Exercise goal - Put the rows into a numbered list, beginning at the line containing "the equisetum plant." and ending at the line containing "[30,148,49,166]", with both of those lines included. Leave out blank lines and pictures.

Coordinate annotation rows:
◆ ◆ ◆ ◆ ◆

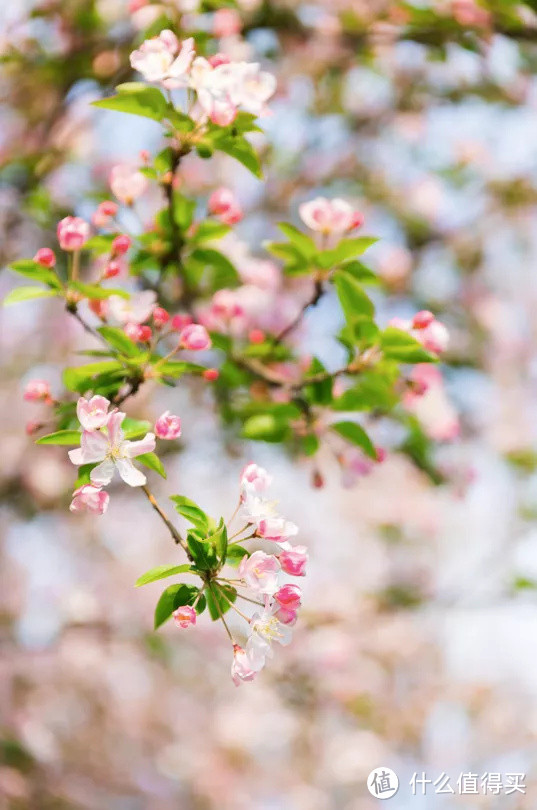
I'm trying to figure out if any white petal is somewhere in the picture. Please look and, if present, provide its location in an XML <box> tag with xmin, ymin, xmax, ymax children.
<box><xmin>90</xmin><ymin>458</ymin><xmax>114</xmax><ymax>487</ymax></box>
<box><xmin>116</xmin><ymin>458</ymin><xmax>147</xmax><ymax>487</ymax></box>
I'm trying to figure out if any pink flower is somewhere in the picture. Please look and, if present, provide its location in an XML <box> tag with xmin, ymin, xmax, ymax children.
<box><xmin>155</xmin><ymin>411</ymin><xmax>181</xmax><ymax>439</ymax></box>
<box><xmin>172</xmin><ymin>605</ymin><xmax>196</xmax><ymax>629</ymax></box>
<box><xmin>179</xmin><ymin>323</ymin><xmax>211</xmax><ymax>351</ymax></box>
<box><xmin>76</xmin><ymin>395</ymin><xmax>110</xmax><ymax>431</ymax></box>
<box><xmin>274</xmin><ymin>584</ymin><xmax>302</xmax><ymax>610</ymax></box>
<box><xmin>209</xmin><ymin>187</ymin><xmax>243</xmax><ymax>225</ymax></box>
<box><xmin>108</xmin><ymin>290</ymin><xmax>157</xmax><ymax>324</ymax></box>
<box><xmin>56</xmin><ymin>217</ymin><xmax>90</xmax><ymax>250</ymax></box>
<box><xmin>34</xmin><ymin>248</ymin><xmax>56</xmax><ymax>267</ymax></box>
<box><xmin>231</xmin><ymin>644</ymin><xmax>257</xmax><ymax>686</ymax></box>
<box><xmin>109</xmin><ymin>163</ymin><xmax>148</xmax><ymax>205</ymax></box>
<box><xmin>278</xmin><ymin>546</ymin><xmax>308</xmax><ymax>577</ymax></box>
<box><xmin>68</xmin><ymin>411</ymin><xmax>155</xmax><ymax>487</ymax></box>
<box><xmin>91</xmin><ymin>200</ymin><xmax>118</xmax><ymax>228</ymax></box>
<box><xmin>23</xmin><ymin>380</ymin><xmax>52</xmax><ymax>404</ymax></box>
<box><xmin>69</xmin><ymin>484</ymin><xmax>110</xmax><ymax>515</ymax></box>
<box><xmin>239</xmin><ymin>551</ymin><xmax>280</xmax><ymax>595</ymax></box>
<box><xmin>112</xmin><ymin>234</ymin><xmax>131</xmax><ymax>256</ymax></box>
<box><xmin>298</xmin><ymin>197</ymin><xmax>363</xmax><ymax>235</ymax></box>
<box><xmin>240</xmin><ymin>462</ymin><xmax>272</xmax><ymax>492</ymax></box>
<box><xmin>213</xmin><ymin>8</ymin><xmax>242</xmax><ymax>37</ymax></box>
<box><xmin>257</xmin><ymin>517</ymin><xmax>298</xmax><ymax>543</ymax></box>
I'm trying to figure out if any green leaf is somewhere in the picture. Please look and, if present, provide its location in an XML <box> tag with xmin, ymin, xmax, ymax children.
<box><xmin>170</xmin><ymin>495</ymin><xmax>210</xmax><ymax>535</ymax></box>
<box><xmin>93</xmin><ymin>87</ymin><xmax>168</xmax><ymax>121</ymax></box>
<box><xmin>9</xmin><ymin>259</ymin><xmax>60</xmax><ymax>289</ymax></box>
<box><xmin>380</xmin><ymin>326</ymin><xmax>438</xmax><ymax>363</ymax></box>
<box><xmin>121</xmin><ymin>416</ymin><xmax>151</xmax><ymax>439</ymax></box>
<box><xmin>213</xmin><ymin>135</ymin><xmax>263</xmax><ymax>178</ymax></box>
<box><xmin>97</xmin><ymin>326</ymin><xmax>143</xmax><ymax>357</ymax></box>
<box><xmin>330</xmin><ymin>422</ymin><xmax>377</xmax><ymax>459</ymax></box>
<box><xmin>317</xmin><ymin>236</ymin><xmax>378</xmax><ymax>268</ymax></box>
<box><xmin>135</xmin><ymin>453</ymin><xmax>166</xmax><ymax>478</ymax></box>
<box><xmin>134</xmin><ymin>564</ymin><xmax>191</xmax><ymax>588</ymax></box>
<box><xmin>205</xmin><ymin>582</ymin><xmax>237</xmax><ymax>622</ymax></box>
<box><xmin>36</xmin><ymin>430</ymin><xmax>82</xmax><ymax>446</ymax></box>
<box><xmin>2</xmin><ymin>287</ymin><xmax>58</xmax><ymax>307</ymax></box>
<box><xmin>334</xmin><ymin>270</ymin><xmax>375</xmax><ymax>325</ymax></box>
<box><xmin>155</xmin><ymin>583</ymin><xmax>201</xmax><ymax>630</ymax></box>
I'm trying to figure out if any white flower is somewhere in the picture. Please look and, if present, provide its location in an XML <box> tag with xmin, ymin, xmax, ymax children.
<box><xmin>69</xmin><ymin>411</ymin><xmax>155</xmax><ymax>487</ymax></box>
<box><xmin>108</xmin><ymin>290</ymin><xmax>157</xmax><ymax>324</ymax></box>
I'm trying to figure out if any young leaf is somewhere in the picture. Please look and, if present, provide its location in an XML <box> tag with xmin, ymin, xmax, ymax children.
<box><xmin>2</xmin><ymin>287</ymin><xmax>59</xmax><ymax>307</ymax></box>
<box><xmin>134</xmin><ymin>563</ymin><xmax>191</xmax><ymax>588</ymax></box>
<box><xmin>36</xmin><ymin>430</ymin><xmax>82</xmax><ymax>445</ymax></box>
<box><xmin>135</xmin><ymin>453</ymin><xmax>166</xmax><ymax>478</ymax></box>
<box><xmin>331</xmin><ymin>422</ymin><xmax>377</xmax><ymax>459</ymax></box>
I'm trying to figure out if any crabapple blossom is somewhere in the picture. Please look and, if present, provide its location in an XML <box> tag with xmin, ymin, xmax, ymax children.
<box><xmin>231</xmin><ymin>644</ymin><xmax>257</xmax><ymax>686</ymax></box>
<box><xmin>172</xmin><ymin>605</ymin><xmax>196</xmax><ymax>629</ymax></box>
<box><xmin>240</xmin><ymin>462</ymin><xmax>272</xmax><ymax>492</ymax></box>
<box><xmin>76</xmin><ymin>395</ymin><xmax>110</xmax><ymax>431</ymax></box>
<box><xmin>239</xmin><ymin>551</ymin><xmax>281</xmax><ymax>595</ymax></box>
<box><xmin>69</xmin><ymin>411</ymin><xmax>155</xmax><ymax>487</ymax></box>
<box><xmin>155</xmin><ymin>411</ymin><xmax>181</xmax><ymax>439</ymax></box>
<box><xmin>109</xmin><ymin>163</ymin><xmax>148</xmax><ymax>205</ymax></box>
<box><xmin>298</xmin><ymin>197</ymin><xmax>364</xmax><ymax>235</ymax></box>
<box><xmin>179</xmin><ymin>323</ymin><xmax>211</xmax><ymax>351</ymax></box>
<box><xmin>256</xmin><ymin>517</ymin><xmax>298</xmax><ymax>543</ymax></box>
<box><xmin>208</xmin><ymin>186</ymin><xmax>244</xmax><ymax>225</ymax></box>
<box><xmin>108</xmin><ymin>290</ymin><xmax>157</xmax><ymax>324</ymax></box>
<box><xmin>56</xmin><ymin>217</ymin><xmax>90</xmax><ymax>251</ymax></box>
<box><xmin>34</xmin><ymin>248</ymin><xmax>56</xmax><ymax>267</ymax></box>
<box><xmin>278</xmin><ymin>546</ymin><xmax>308</xmax><ymax>577</ymax></box>
<box><xmin>23</xmin><ymin>380</ymin><xmax>52</xmax><ymax>403</ymax></box>
<box><xmin>69</xmin><ymin>484</ymin><xmax>110</xmax><ymax>515</ymax></box>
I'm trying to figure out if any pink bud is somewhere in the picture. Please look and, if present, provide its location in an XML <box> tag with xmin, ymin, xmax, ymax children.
<box><xmin>69</xmin><ymin>484</ymin><xmax>110</xmax><ymax>515</ymax></box>
<box><xmin>23</xmin><ymin>380</ymin><xmax>52</xmax><ymax>404</ymax></box>
<box><xmin>153</xmin><ymin>307</ymin><xmax>170</xmax><ymax>329</ymax></box>
<box><xmin>34</xmin><ymin>248</ymin><xmax>56</xmax><ymax>267</ymax></box>
<box><xmin>56</xmin><ymin>217</ymin><xmax>90</xmax><ymax>251</ymax></box>
<box><xmin>103</xmin><ymin>259</ymin><xmax>121</xmax><ymax>278</ymax></box>
<box><xmin>412</xmin><ymin>309</ymin><xmax>434</xmax><ymax>329</ymax></box>
<box><xmin>112</xmin><ymin>234</ymin><xmax>131</xmax><ymax>256</ymax></box>
<box><xmin>274</xmin><ymin>585</ymin><xmax>302</xmax><ymax>610</ymax></box>
<box><xmin>278</xmin><ymin>546</ymin><xmax>308</xmax><ymax>577</ymax></box>
<box><xmin>155</xmin><ymin>411</ymin><xmax>181</xmax><ymax>439</ymax></box>
<box><xmin>172</xmin><ymin>605</ymin><xmax>196</xmax><ymax>630</ymax></box>
<box><xmin>179</xmin><ymin>323</ymin><xmax>211</xmax><ymax>351</ymax></box>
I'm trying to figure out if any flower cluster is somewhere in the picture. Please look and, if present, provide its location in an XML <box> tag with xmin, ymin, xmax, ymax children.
<box><xmin>130</xmin><ymin>30</ymin><xmax>276</xmax><ymax>126</ymax></box>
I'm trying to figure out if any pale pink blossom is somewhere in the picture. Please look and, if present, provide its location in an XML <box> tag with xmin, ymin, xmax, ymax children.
<box><xmin>240</xmin><ymin>462</ymin><xmax>272</xmax><ymax>493</ymax></box>
<box><xmin>130</xmin><ymin>30</ymin><xmax>195</xmax><ymax>89</ymax></box>
<box><xmin>257</xmin><ymin>517</ymin><xmax>298</xmax><ymax>543</ymax></box>
<box><xmin>69</xmin><ymin>484</ymin><xmax>110</xmax><ymax>515</ymax></box>
<box><xmin>23</xmin><ymin>380</ymin><xmax>52</xmax><ymax>403</ymax></box>
<box><xmin>155</xmin><ymin>411</ymin><xmax>181</xmax><ymax>439</ymax></box>
<box><xmin>109</xmin><ymin>163</ymin><xmax>148</xmax><ymax>205</ymax></box>
<box><xmin>172</xmin><ymin>605</ymin><xmax>196</xmax><ymax>629</ymax></box>
<box><xmin>108</xmin><ymin>290</ymin><xmax>157</xmax><ymax>324</ymax></box>
<box><xmin>56</xmin><ymin>217</ymin><xmax>90</xmax><ymax>251</ymax></box>
<box><xmin>69</xmin><ymin>411</ymin><xmax>155</xmax><ymax>487</ymax></box>
<box><xmin>208</xmin><ymin>186</ymin><xmax>244</xmax><ymax>225</ymax></box>
<box><xmin>278</xmin><ymin>546</ymin><xmax>308</xmax><ymax>577</ymax></box>
<box><xmin>239</xmin><ymin>551</ymin><xmax>280</xmax><ymax>595</ymax></box>
<box><xmin>179</xmin><ymin>323</ymin><xmax>211</xmax><ymax>351</ymax></box>
<box><xmin>231</xmin><ymin>644</ymin><xmax>257</xmax><ymax>686</ymax></box>
<box><xmin>298</xmin><ymin>197</ymin><xmax>363</xmax><ymax>235</ymax></box>
<box><xmin>76</xmin><ymin>395</ymin><xmax>110</xmax><ymax>431</ymax></box>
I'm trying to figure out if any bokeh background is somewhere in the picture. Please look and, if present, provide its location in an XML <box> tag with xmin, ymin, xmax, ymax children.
<box><xmin>0</xmin><ymin>0</ymin><xmax>537</xmax><ymax>810</ymax></box>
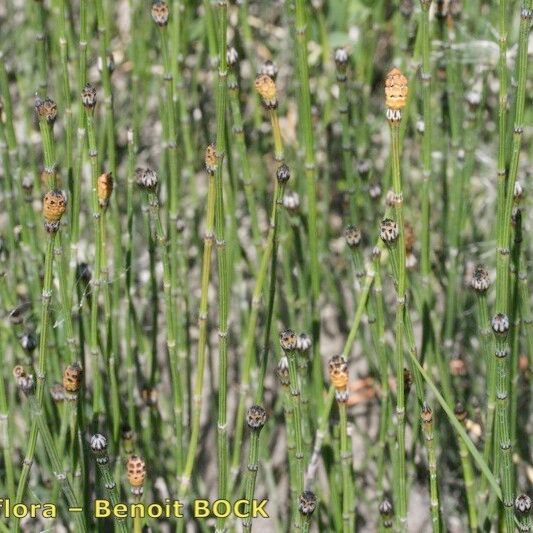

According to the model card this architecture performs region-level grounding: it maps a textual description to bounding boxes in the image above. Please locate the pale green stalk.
[92,435,128,533]
[242,420,261,533]
[286,340,304,528]
[294,0,323,394]
[12,232,56,532]
[422,405,441,533]
[337,402,355,533]
[85,101,105,420]
[335,49,361,224]
[215,0,230,532]
[69,0,88,287]
[28,394,87,532]
[231,97,285,485]
[0,326,15,501]
[419,0,433,366]
[228,57,261,254]
[154,5,187,462]
[145,187,183,486]
[389,113,407,531]
[178,159,216,498]
[492,322,514,531]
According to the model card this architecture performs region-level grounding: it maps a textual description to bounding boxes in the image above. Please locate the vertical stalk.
[381,69,407,531]
[280,330,304,528]
[82,84,105,421]
[215,0,230,532]
[231,76,288,483]
[421,404,441,533]
[491,313,514,531]
[179,145,217,494]
[242,405,266,533]
[294,0,323,394]
[13,232,56,532]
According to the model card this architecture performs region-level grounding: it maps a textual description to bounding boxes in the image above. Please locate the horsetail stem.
[294,0,323,393]
[90,433,128,532]
[211,4,231,532]
[231,74,290,484]
[135,168,183,480]
[334,48,360,224]
[280,329,304,527]
[328,356,355,533]
[491,313,514,531]
[381,62,408,530]
[421,404,441,532]
[179,144,218,496]
[242,405,267,532]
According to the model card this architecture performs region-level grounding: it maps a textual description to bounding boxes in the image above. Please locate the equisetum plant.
[0,0,533,533]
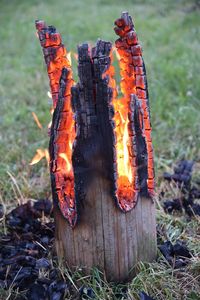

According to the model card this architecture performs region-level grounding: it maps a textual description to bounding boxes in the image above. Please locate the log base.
[54,178,156,282]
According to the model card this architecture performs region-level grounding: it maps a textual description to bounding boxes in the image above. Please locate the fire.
[36,21,76,225]
[104,48,135,211]
[30,148,49,166]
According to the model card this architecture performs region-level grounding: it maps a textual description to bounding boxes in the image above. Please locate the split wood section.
[54,177,156,282]
[36,13,156,281]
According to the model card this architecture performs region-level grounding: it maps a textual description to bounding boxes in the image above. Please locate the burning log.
[36,13,156,281]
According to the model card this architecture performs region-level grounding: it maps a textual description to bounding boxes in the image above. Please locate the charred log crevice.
[72,40,114,219]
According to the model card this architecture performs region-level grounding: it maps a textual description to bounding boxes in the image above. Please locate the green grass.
[0,0,200,300]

◆ ◆ ◆ ◆ ◆

Answer to the task -
1. According to the model card this architecture performs region-level grounding: it maps a textual description to bounding boxes in the image above. Please locate the equisetum plant.
2. [0,0,533,533]
3. According to the model card this architecture performs region-level grounding: it maps a textual description to bounding boxes in the image above. Please locate the log base.
4. [54,178,156,282]
5. According to the model card this architecture performs region-level grounding: it maps a textual description to bounding boxes in the image above. Please locate the fire.
6. [36,21,76,225]
7. [104,48,135,211]
8. [30,148,49,166]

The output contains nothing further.